Text:
>>

# Original 70 Stingray DeLuxe



## SchwinnFan (Apr 27, 2019)

Help please!  Decals on top tube and seat tube are in great condition, bet yellowed.  Any way to clean w/o ruining decals?


----------



## Igotitbad (Apr 27, 2019)

Personally I wouldn't touch them. Looks like a super nice original bike. I think it's beutiful just the way it is.


----------



## vastingray (Apr 27, 2019)

Take a little bit of orange hand cleaner put it on your finger and slowly rub it they will come back bright white but Do NOT use it on your chainguard or fork darts


----------



## SchwinnFan (Apr 28, 2019)

vastingray said:


> Take a little bit of orange hand cleaner put it on your finger and slowly rub it they will come back bright white but Do NOT use it on your chainguard or fork darts




Thanks


----------



## stoney (Apr 28, 2019)

In the past I used windex on a clean rag and just rub lightly on the decal. Takes more than 1 application. As said above, DO NOT use on chain guard or fork darts.


----------



## Igotitbad (Apr 29, 2019)

Was your bike in the show at Ann Arbor on Sunday?


----------



## SchwinnFan (Apr 29, 2019)

Igotitbad said:


> Was your bike in the show at Ann arbor on Sunday?




Yes that was my bike. First time I entered in a bike show. I was pretty geeked when it won.


----------



## Igotitbad (Apr 29, 2019)

I thought it must be the same bike. Congratulations.


----------

<<

Data section:
>>

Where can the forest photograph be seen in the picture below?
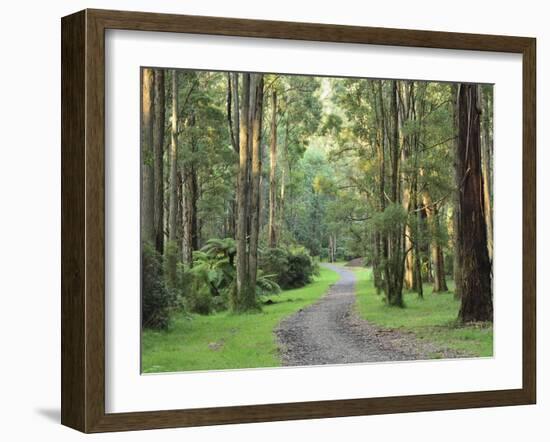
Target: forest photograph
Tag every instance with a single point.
(292, 220)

<<

What needs to be done:
In the Stingray thread, what did stoney say they used in the past to clean yellowed decals? Please answer in one sentence.

Exercise answer:
Stoney used Windex on a clean rag, rubbing it lightly on the decal.